» **Stated task**
Reproduce the entries word for word, starting with the line that contains "Note: for this drill, pin each instance of the left" and continuing through the last of the entries. Leave out the pictures.

───── Dataset records

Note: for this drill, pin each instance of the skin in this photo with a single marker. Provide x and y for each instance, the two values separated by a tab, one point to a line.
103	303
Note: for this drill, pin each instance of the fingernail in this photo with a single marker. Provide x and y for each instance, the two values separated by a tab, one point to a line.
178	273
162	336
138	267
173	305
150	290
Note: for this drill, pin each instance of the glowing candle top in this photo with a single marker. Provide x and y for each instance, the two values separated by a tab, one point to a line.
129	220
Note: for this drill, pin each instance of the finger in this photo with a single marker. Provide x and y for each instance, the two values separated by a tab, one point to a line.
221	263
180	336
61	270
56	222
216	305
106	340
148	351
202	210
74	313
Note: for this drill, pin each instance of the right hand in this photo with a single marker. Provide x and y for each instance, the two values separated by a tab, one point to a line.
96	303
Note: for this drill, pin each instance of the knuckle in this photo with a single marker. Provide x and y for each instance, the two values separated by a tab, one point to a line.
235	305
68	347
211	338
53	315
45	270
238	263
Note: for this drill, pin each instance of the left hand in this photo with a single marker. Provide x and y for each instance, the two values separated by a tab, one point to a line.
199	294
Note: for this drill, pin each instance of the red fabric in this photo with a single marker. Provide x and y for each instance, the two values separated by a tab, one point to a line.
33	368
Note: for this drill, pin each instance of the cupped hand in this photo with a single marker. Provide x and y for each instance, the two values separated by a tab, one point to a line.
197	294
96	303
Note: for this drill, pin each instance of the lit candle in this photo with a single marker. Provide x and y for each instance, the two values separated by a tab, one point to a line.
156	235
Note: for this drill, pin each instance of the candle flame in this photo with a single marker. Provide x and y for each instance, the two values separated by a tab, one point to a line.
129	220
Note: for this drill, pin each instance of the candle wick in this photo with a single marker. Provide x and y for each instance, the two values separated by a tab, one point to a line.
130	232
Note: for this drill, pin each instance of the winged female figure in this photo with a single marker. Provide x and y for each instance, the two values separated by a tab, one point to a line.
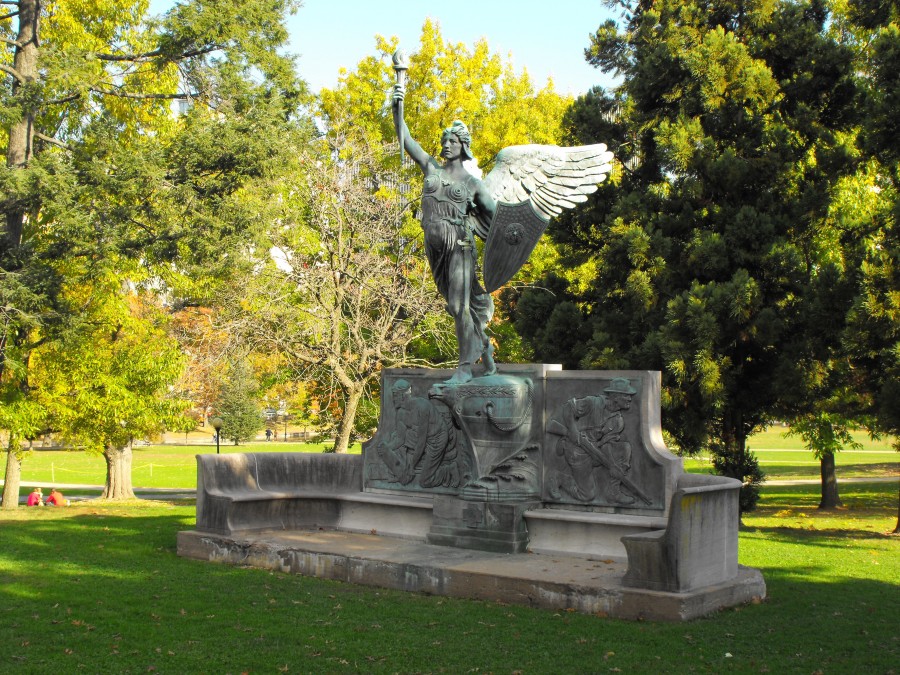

──────────

» **Answer for this exercise**
Note: for this drill, pin each instance of the left hand in this photo with a single marker. Provide x and y for each instance, the two values separated by a tab, one point to a line.
199	294
Note: for this drill, pin each instance of the red fabric in this photo with a single marker. Provide x and y for each instance, the two values separated by a tab, one point to a line.
33	368
Note: for this drill, pin each instance of the cupped hand in this photo with a single marker. Provide x and y for each instance, the two values separated by a tab, one point to a line.
197	294
96	303
Note: for this drill, pin each instance of the lit candle in this photo with a single marker. Provide x and y for each instance, the two values separated by a tab, one point to a line.
156	235
Note: for this drill, pin each instance of the candle flame in this photo with a single marker. Provide x and y for each instance, the two values separated by a tab, one point to a line.
129	220
Note: for this drill, pin each instance of the candle wick in this photo with a single marker. Provide x and y for each instance, the two values separated by a tab, one point to a line.
130	232
Note: for this drill, pin each instance of the winged female figure in this photo with a single marker. Provide x and y for each instance, the two values separated by a tab, one point to a line.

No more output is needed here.